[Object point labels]
■ ■ ■ ■

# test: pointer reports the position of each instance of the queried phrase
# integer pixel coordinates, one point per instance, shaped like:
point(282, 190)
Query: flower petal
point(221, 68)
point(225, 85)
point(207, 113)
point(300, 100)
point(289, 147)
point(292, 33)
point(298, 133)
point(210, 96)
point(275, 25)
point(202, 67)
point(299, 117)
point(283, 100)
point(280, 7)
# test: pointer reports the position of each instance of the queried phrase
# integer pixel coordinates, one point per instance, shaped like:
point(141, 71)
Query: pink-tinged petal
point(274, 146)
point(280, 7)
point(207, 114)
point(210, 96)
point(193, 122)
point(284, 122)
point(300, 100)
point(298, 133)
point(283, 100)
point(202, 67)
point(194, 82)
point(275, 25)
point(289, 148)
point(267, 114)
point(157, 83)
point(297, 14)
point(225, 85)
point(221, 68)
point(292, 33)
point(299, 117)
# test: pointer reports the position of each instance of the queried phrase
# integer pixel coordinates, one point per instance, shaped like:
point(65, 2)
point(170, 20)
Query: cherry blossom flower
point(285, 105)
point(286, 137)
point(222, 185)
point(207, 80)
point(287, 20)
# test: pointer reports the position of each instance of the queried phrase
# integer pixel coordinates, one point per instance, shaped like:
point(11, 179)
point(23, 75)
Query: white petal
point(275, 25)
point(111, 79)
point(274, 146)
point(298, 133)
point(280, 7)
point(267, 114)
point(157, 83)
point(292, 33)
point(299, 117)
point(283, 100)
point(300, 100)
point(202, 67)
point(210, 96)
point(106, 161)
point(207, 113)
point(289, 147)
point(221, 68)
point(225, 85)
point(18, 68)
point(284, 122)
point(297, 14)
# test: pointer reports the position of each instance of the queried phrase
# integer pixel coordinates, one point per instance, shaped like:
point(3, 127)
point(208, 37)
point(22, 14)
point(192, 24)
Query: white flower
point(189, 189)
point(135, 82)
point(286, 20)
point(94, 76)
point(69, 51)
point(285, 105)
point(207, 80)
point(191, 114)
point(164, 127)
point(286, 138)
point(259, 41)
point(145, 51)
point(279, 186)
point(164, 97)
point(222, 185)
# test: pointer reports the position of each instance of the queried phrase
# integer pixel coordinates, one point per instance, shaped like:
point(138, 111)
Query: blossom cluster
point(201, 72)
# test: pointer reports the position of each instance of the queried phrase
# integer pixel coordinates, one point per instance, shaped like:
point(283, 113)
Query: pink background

■ ■ ■ ■

Repeat the material in full, exactly as it stands.

- _REPLY TO THE EXERCISE_:
# test: pointer reports the position of each instance of the queried phrase
# integer pixel coordinates, one point per instance, shaped like:
point(282, 190)
Query: flower petal
point(221, 68)
point(225, 85)
point(207, 113)
point(300, 100)
point(289, 147)
point(292, 33)
point(298, 133)
point(210, 96)
point(275, 25)
point(202, 67)
point(299, 117)
point(283, 100)
point(280, 7)
# test: pointer reports the position of each instance of the queried phrase
# integer pixel coordinates, one point per instance, shaped like:
point(141, 71)
Query: pink-tinged petal
point(274, 146)
point(280, 7)
point(207, 114)
point(210, 96)
point(193, 122)
point(284, 122)
point(300, 100)
point(298, 133)
point(283, 100)
point(202, 67)
point(194, 82)
point(275, 25)
point(289, 148)
point(267, 114)
point(157, 83)
point(297, 14)
point(225, 85)
point(221, 68)
point(292, 33)
point(299, 117)
# test: pointer reports the position of each instance of the queried phrase
# integer pixel coordinates, one point per instance, shaped like:
point(65, 2)
point(170, 20)
Query: cherry blossom flower
point(285, 105)
point(286, 137)
point(222, 185)
point(207, 80)
point(287, 20)
# test: pointer reports the position of each instance of the queried phrase
# integer pixel coordinates, one point per instance, shaped like:
point(11, 179)
point(23, 75)
Query: white petal
point(275, 25)
point(111, 79)
point(274, 146)
point(298, 133)
point(280, 7)
point(267, 114)
point(157, 83)
point(292, 33)
point(299, 117)
point(283, 100)
point(300, 100)
point(202, 67)
point(210, 96)
point(106, 161)
point(207, 113)
point(289, 147)
point(221, 68)
point(225, 85)
point(18, 68)
point(284, 122)
point(297, 14)
# test: pointer reports the position of each instance of the queried phrase
# integer pixel coordinates, one point per instance, shaped like:
point(3, 127)
point(208, 37)
point(22, 14)
point(192, 24)
Query: white flower
point(189, 189)
point(135, 82)
point(286, 20)
point(94, 76)
point(69, 51)
point(285, 105)
point(207, 80)
point(191, 114)
point(164, 127)
point(286, 138)
point(259, 41)
point(145, 51)
point(279, 186)
point(164, 97)
point(222, 185)
# test: pointer reports the position of each instance of the queried phrase
# integer pixel coordinates, one point per instance, shaped like:
point(138, 111)
Query: blossom cluster
point(201, 72)
# test: pointer reports the position of each instance of the queried phrase
# integer pixel coordinates, one point per instance, shaped like:
point(283, 113)
Query: pink background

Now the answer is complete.